### [Exercise]
Make an exact copy of all the records.
******
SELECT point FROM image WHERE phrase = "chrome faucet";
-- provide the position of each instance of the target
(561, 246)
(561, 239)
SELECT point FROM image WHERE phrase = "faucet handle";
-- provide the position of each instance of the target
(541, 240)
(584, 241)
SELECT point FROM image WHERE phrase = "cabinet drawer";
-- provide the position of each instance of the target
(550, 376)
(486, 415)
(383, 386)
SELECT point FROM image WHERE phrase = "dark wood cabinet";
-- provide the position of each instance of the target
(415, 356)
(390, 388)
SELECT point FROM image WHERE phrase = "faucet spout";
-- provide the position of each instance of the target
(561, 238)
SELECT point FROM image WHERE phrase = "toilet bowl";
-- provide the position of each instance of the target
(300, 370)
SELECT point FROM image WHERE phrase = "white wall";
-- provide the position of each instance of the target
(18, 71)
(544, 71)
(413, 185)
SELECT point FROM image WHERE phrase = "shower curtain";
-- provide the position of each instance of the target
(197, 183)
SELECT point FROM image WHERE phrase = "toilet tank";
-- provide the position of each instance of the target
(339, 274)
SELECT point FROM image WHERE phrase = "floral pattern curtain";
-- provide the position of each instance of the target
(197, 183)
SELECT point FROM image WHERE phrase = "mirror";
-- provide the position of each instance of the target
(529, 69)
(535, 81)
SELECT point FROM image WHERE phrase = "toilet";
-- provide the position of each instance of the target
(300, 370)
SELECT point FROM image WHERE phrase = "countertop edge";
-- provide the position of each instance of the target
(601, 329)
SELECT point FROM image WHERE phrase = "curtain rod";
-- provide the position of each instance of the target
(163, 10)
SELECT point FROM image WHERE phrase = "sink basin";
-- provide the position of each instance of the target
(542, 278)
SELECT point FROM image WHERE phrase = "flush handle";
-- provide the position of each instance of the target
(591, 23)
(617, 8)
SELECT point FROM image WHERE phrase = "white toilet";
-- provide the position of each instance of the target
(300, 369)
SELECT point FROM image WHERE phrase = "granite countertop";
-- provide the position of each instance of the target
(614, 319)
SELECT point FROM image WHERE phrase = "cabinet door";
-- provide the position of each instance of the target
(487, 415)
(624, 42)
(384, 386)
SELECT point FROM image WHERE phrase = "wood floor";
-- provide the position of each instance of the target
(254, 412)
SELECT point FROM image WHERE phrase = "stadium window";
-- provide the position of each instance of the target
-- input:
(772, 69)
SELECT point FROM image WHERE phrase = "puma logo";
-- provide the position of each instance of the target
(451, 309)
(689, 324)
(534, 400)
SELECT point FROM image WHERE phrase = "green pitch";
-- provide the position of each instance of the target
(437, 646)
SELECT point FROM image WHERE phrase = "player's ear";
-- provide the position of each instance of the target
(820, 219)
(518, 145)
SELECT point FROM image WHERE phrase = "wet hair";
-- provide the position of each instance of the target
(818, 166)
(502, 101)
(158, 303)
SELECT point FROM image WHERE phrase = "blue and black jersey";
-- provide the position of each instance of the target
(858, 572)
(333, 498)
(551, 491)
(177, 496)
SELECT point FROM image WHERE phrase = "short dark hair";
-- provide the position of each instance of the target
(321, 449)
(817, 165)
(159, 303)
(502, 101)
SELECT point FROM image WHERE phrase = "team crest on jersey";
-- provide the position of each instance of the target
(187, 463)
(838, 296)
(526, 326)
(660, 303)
******
### [Written response]
SELECT point FROM image WHERE phrase = "chrome faucet";
-- provide the position of each instance of the target
(561, 246)
(561, 239)
SELECT point FROM image WHERE phrase = "faucet handle";
-- provide the position of each instance of the target
(541, 240)
(584, 241)
SELECT point FROM image WHERE phrase = "cabinet drawer";
-- provide the position of each instance of the target
(550, 376)
(486, 415)
(383, 386)
SELECT point FROM image WHERE phrase = "dark wood cabinet";
-- provide the position of each instance of the target
(415, 356)
(390, 388)
SELECT point FROM image WHERE phrase = "faucet spout";
-- provide the position of each instance of the target
(561, 238)
SELECT point FROM image WHERE phrase = "toilet bowl";
-- provide the position of each instance of the target
(300, 370)
SELECT point FROM image WHERE phrase = "white wall";
-- provide the position of each instance of the target
(18, 71)
(544, 71)
(413, 185)
SELECT point FROM image WHERE phrase = "shower curtain";
-- provide the position of each instance of the target
(197, 183)
SELECT point FROM image WHERE phrase = "toilet tank";
-- provide the position of each instance of the target
(339, 274)
SELECT point FROM image WHERE phrase = "floral pattern curtain";
-- provide the position of each instance of the target
(197, 183)
SELECT point FROM image WHERE phrase = "mirror";
-- provide the position of each instance of the target
(529, 69)
(535, 81)
SELECT point FROM image WHERE phrase = "toilet";
-- provide the position of each instance of the target
(300, 370)
SELECT point FROM image WHERE phrase = "countertop edge";
-- provide the position of each instance of the target
(601, 329)
SELECT point FROM image WHERE phrase = "curtain rod";
-- provide the position of each instance of the target
(163, 10)
SELECT point FROM image WHERE phrase = "sink basin";
-- provide the position of each instance of the target
(542, 278)
SELECT point FROM image WHERE phrase = "flush handle";
-- provide the position of each instance of the target
(591, 23)
(617, 8)
SELECT point FROM image WHERE phrase = "white toilet";
-- provide the position of each instance of the target
(300, 369)
SELECT point FROM image WHERE phrase = "granite countertop";
-- provide the position of each instance of the target
(614, 319)
SELECT point FROM image WHERE phrase = "cabinet door";
-- provide the position of each instance of the target
(487, 415)
(624, 42)
(384, 386)
SELECT point FROM image WHERE phrase = "wood floor";
-- provide the position of each instance of the target
(254, 412)
SELECT point FROM image WHERE phrase = "stadium window";
-- provide the position of each instance of the target
-- input:
(772, 69)
SELECT point FROM image WHERE phrase = "puma logo";
-- provide the position of each instance of the target
(451, 309)
(689, 324)
(534, 400)
SELECT point FROM image WHERE phrase = "green pitch";
-- provide the position of each instance of the target
(437, 646)
SELECT point FROM image WHERE phrase = "player's ear";
-- provide the position of each instance of the target
(820, 219)
(518, 145)
SELECT point FROM image WHERE phrase = "wet hair";
-- provide the position of each instance of the target
(818, 166)
(502, 101)
(158, 303)
SELECT point FROM image WHERE phrase = "blue and black jersey";
-- provide the position of each instance of the target
(858, 572)
(333, 498)
(551, 491)
(177, 496)
SELECT point FROM image WHERE phrase = "short dark hair";
-- provide the position of each instance of the target
(321, 449)
(817, 165)
(159, 303)
(502, 101)
SELECT point FROM image WHERE phrase = "team crest on jersey";
-- provide the position of each instance of the target
(187, 463)
(838, 296)
(526, 326)
(660, 303)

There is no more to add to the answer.